_TASK A:_ From the passage on building and installing with Meson, extract the wording between "In general, the" and "install it.", inclusive.

_TEXT SHOWN:_
In general, the defaults are right and should be trusted.
</para>
<para>
After you've run <command>meson setup</command>, you then run the
<command>meson compile</command> command to build the project and
install it.
</para>
<programlisting>
meson compile -C _builddir
meson install -C _builddir
</programlisting>
<para>
If you don't have permission to write to the directory you are
installing in, you may have to change to root temporarily before
running <command>meson install</command>.
</para>
<para>
Several environment variables are useful to pass to set before
running configure. <envar>CPPFLAGS</envar> contains options to
pass to the C compiler, and is used to tell the compiler where
to look for include files. The <envar>LDFLAGS</envar> variable
is used in a similar fashion for the linker. Finally the
<envar>PKG_CONFIG_PATH</envar> environment variable contains
a search path that <command>pkg-config</command> (see below)
uses when looking for files describing how to compile
programs using different libraries. If you were installing GTK+
and it's dependencies into <filename>/opt/gtk</filename>, you
might want to set these variables as:
</para>
<programlisting>
CPPFLAGS="-I/opt/gtk/include"
LDFLAGS="-L/opt/gtk/lib"

_TASK B:_ Copy the lines of the records between the lines holding "For our annual mammal census, mark every dog's whisker" and "[162,0,333,344]", inclusive.

_RECORDS FOR THIS EXERCISE:_
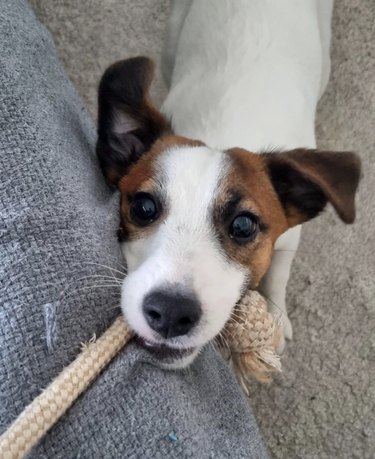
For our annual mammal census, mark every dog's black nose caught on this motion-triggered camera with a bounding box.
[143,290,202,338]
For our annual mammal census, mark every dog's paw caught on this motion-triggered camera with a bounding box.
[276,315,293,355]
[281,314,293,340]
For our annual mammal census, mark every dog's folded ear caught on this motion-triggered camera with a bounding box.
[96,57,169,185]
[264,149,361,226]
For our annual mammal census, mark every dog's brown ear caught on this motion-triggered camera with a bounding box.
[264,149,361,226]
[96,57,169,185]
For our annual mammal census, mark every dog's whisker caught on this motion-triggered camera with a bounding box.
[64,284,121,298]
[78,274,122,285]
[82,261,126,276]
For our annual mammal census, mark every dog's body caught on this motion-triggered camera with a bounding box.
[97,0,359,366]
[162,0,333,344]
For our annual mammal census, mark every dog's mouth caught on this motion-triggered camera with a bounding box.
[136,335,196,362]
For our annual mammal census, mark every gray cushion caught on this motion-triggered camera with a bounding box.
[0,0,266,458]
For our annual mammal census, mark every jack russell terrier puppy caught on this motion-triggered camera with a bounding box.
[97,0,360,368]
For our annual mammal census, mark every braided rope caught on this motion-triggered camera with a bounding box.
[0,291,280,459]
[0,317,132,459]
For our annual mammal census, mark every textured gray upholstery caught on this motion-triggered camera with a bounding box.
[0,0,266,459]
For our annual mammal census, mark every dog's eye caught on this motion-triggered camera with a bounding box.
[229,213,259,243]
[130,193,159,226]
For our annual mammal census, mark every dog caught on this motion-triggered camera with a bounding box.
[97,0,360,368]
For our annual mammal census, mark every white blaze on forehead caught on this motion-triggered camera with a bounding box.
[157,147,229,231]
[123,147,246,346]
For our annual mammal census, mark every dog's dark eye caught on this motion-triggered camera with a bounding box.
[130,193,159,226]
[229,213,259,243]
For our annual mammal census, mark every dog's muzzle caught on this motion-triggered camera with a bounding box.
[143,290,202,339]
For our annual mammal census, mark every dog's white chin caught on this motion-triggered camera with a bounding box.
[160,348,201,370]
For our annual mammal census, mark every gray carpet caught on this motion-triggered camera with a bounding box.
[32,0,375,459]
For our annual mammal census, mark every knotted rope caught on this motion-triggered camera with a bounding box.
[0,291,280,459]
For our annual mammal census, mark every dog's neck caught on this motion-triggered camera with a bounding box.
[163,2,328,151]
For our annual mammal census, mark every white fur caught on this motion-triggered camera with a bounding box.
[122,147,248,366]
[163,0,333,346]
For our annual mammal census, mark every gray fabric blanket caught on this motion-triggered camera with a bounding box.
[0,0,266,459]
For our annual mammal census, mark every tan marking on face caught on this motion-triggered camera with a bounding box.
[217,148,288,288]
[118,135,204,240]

_TASK RESULT A:_
In general, the defaults are right and should be trusted.
</para>
<para>
After you've run <command>meson setup</command>, you then run the
<command>meson compile</command> command to build the project and
install it.

_TASK RESULT B:_
For our annual mammal census, mark every dog's whisker caught on this motion-triggered camera with a bounding box.
[64,284,121,298]
[78,274,122,285]
[82,261,126,276]
For our annual mammal census, mark every dog's body caught on this motion-triggered camera with a bounding box.
[97,0,359,366]
[162,0,333,344]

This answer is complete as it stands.